About this task >> Identify every line in the records below that contains the word "exercise", and reproduce each one.
(Beginning of Supplied data)
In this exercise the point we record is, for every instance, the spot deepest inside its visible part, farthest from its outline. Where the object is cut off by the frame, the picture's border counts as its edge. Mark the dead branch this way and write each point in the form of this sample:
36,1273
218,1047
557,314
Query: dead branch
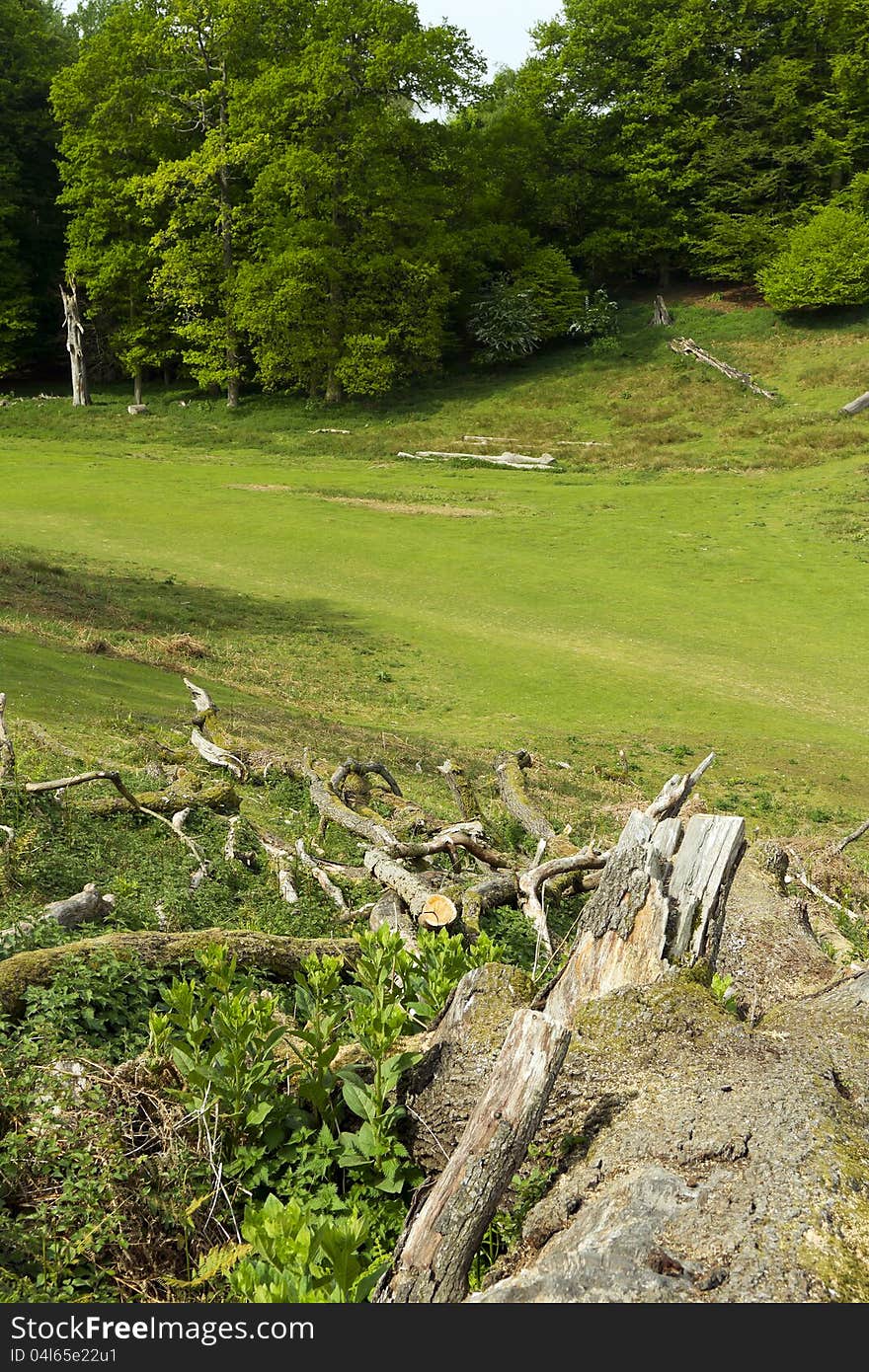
(End of Supplied data)
(Beginning of Supplied data)
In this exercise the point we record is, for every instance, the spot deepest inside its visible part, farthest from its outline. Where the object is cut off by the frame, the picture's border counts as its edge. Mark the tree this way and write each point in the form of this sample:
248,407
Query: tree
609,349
(End of Supplied data)
(Beginning of Supplied data)
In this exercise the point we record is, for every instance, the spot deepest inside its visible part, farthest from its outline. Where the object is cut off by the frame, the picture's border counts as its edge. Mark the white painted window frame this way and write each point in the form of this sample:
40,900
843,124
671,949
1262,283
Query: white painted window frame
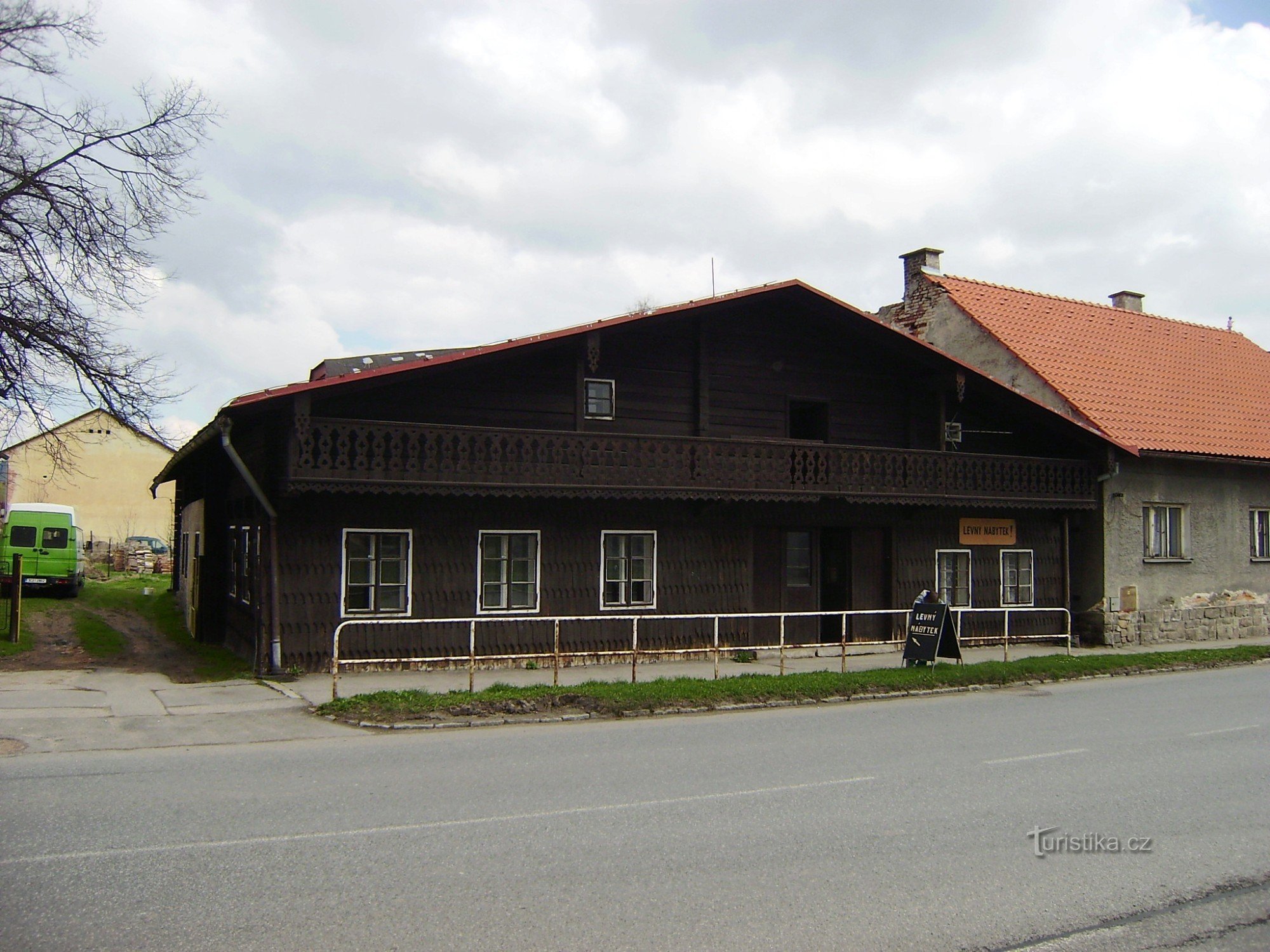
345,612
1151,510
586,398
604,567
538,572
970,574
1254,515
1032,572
(End of Supplied data)
Expected answer >>
In this exercise the point we record is, for every instance, the spot deepest inside its visible part, farthest from its outline. Where the object is cut off by the frame, the picture's border counts as its edge. Mark the dead branch this way and write each point in the form of this sample:
In this exercise the point we record is, for every instance, the spot deepest inside its visible part, farthest from its outline. Where the object is cut off by the frame, the picture's border counts as its edge. Mark the tree this way and write each point in the form of this sample:
In this exercise the point we record is, for every instance, the spot deepest inside its visible part, farthest from its outline. Where the object is cut off by the frame, the picture's border counts as its edge. Mark the white painted window frame this way and write each point in the form of this sample:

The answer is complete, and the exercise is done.